What the task requires
How would you render "Deletion of FgAtm1 led to iron accumulation." from the figure legends below in Spanish?

Excerpted text
◆ ◆ ◆
Fig 1.
Deletion of FgAtm1 led to iron accumulation.
(A) Domain analyses of Atm1 orthologs from F. graminearum and other eukaryotic species. The domain analysis was performed with InterPro Scan program of the Interpro protein database (http://www.ebi.ac.uk/interpro). (B) Colocalization of FgAtm1 or FgAtm1N1-111 (truncated FgAtm1 containing only the N-terminal 111 amino acids) with mitochondrial dye MitoTracker. The plasmid FgAtm1- or FgAtm1N1-111-GFP was ectopically transformed into ΔFgAtm1, and the resulting strain was then examined with a fluorescent microscope after MitoTracker staining. Bar = 10 μm. (C) Sensitivity of the wild-type strain PH-1, ΔFgAtm1 and the complemented transformant ΔFgAtm1-C to iron chelating agent BPS and FeSO4. A 5-mm mycelial plug of each strain was inoculated on MM or PDA without or with 0.3 mM BPS or FeSO4 at the indicated concentration, and then incubated at 25°C for 3 days. (D) Iron content in mitochondria and whole cell of the wild type, ΔFgAtm1 and ΔFgAtm1-C was determined by a laser scanning microscope with 5 μΜ fluorescent iron-binding dye FeRhoNox-1 (upper panel) or colorimetric ferrozine-based assay (lower panel) after culture in CM at 25°C for 36 hours. Bar = 20 μm. Means and standard errors were calculated from three repeats. Significance was measured using unpaired t-test (n.s. not significant, **p < 0.01). (E) Conidial germination of the wild type, ΔFgAtm1 and ΔFgAtm1-C in trichothecene biosynthesis induction medium (TBI) or iron-depleted TBI. Bar = 20 μm. Percentage of germinating conidia of each strain was calculated after 4-, 24- and 48-hour-incubation. Means and standard errors were calculated from three repeats. Significance was measured using unpaired t-test (n.s. not significant, **p < 0.01).
Fig 2.
FgAtm1 regulates the activity of cytosolic Fe-S proteins.
(A) Determination of FgLeu1, FgAco1 and FgFum1 activities in mitochondria and cytosol of the wild type, ΔFgAtm1 and ΔFgAtm1-C. The FgLeu1, FgAco1 and FgFum1 activity of the wild type were set as 1. Each strain was cultured in CM at 25°C for 36 hours before activity determination. Means and standard errors were calculated from three repeats. Significance was measured using unpaired t-test (n.s. not significant, **p < 0.01, ***p < 0.001). (B) The growth and microscopic observation of colony edge of the wild type and ΔFgAtm1 on MM with or without 10 mM leucine, 70 mM NH4Cl, 10 mM sodium glutamate or 10 mM uric acid sodium at 25°C for 3 day or 7 days. Bar = 100 μm. (C) The content of total glutathione in mitochondria and whole cell of the wild type, ΔFgAtm1 and ΔFgAtm1-C. Means and standard errors were calculated from three repeats. Significance was measured using unpaired t-test (n.s. not significant, *p < 0.05).
◆ ◆ ◆
[Saved entries]
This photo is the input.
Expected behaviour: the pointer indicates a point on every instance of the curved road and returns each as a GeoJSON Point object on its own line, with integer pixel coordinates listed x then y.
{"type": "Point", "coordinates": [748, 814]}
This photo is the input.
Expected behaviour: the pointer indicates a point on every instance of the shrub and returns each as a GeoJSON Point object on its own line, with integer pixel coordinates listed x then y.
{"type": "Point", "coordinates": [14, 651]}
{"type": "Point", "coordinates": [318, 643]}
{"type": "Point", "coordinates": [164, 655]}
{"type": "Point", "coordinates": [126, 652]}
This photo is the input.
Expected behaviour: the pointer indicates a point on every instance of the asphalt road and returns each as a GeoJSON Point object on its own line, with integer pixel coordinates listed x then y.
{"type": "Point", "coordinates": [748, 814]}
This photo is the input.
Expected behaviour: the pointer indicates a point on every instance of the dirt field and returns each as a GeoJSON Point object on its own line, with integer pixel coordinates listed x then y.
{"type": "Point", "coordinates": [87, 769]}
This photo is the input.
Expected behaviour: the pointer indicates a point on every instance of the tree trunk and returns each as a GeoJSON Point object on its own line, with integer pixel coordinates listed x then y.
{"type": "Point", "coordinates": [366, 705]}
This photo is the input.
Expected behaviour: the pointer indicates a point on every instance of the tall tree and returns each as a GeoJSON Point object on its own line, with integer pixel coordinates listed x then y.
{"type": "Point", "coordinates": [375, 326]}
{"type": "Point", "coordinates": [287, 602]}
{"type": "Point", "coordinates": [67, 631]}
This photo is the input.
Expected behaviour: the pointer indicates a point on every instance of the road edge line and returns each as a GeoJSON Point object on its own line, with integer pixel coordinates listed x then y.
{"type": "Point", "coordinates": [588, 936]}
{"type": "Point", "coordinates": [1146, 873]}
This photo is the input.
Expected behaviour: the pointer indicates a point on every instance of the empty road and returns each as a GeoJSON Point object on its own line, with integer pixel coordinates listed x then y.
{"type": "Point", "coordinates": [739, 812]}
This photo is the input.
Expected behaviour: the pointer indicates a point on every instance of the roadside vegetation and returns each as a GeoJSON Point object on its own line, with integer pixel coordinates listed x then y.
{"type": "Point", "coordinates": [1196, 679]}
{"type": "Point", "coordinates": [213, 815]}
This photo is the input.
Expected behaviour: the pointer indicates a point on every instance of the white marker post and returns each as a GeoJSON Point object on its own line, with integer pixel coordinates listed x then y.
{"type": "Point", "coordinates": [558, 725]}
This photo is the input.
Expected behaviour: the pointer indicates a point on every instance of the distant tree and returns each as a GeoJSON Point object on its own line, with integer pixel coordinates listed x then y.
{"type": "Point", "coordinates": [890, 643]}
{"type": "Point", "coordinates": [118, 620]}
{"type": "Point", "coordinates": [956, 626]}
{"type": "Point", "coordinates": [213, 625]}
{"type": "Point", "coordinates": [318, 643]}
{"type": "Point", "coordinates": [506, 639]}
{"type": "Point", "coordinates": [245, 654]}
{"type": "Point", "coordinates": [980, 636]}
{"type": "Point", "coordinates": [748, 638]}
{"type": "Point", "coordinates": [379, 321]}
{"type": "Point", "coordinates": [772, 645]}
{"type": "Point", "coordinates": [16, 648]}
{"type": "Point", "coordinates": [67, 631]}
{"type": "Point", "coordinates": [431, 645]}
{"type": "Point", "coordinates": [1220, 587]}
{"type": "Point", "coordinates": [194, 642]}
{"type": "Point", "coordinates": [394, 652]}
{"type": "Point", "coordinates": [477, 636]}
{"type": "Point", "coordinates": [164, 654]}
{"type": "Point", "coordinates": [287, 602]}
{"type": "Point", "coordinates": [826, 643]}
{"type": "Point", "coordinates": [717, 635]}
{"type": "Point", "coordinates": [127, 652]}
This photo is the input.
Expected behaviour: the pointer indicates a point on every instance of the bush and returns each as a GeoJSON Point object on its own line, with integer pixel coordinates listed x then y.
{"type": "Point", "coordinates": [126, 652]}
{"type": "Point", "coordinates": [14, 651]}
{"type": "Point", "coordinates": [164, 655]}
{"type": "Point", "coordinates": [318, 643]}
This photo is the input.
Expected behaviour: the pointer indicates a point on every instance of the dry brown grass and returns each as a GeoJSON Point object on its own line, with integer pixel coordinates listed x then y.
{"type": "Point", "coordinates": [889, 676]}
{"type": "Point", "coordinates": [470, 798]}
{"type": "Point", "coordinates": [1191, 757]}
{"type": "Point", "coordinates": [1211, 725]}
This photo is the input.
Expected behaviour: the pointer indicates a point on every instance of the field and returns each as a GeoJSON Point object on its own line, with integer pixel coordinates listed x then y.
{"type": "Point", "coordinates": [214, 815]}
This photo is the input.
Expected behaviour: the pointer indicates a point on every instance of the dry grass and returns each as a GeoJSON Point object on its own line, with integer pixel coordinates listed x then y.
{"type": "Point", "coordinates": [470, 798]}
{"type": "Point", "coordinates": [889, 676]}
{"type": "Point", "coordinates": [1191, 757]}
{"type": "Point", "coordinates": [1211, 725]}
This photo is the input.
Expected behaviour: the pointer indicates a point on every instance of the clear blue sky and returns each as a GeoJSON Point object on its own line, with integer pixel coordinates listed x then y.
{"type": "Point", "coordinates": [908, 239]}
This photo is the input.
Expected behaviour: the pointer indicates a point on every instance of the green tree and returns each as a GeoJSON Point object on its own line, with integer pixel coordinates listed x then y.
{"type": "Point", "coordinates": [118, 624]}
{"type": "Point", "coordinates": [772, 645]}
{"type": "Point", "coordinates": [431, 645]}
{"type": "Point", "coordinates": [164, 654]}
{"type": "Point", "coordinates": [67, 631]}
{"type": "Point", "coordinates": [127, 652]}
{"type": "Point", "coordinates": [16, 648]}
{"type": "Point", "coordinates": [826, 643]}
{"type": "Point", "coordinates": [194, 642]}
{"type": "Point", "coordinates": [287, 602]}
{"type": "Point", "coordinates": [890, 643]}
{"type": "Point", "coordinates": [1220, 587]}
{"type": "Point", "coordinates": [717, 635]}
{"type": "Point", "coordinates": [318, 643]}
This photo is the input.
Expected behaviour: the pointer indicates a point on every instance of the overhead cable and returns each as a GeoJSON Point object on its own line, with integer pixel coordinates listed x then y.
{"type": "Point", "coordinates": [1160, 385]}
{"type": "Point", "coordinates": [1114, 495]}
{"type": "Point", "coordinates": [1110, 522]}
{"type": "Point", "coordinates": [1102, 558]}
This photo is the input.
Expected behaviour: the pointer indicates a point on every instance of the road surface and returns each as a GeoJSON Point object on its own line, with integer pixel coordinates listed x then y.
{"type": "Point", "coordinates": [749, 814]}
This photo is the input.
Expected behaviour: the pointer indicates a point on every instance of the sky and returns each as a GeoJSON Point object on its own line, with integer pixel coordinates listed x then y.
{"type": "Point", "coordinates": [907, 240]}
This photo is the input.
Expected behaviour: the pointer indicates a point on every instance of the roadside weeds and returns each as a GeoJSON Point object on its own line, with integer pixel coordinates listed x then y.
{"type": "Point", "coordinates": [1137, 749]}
◆ ◆ ◆
Solved problem
La deleción de FgAtm1 provocó la acumulación de hierro.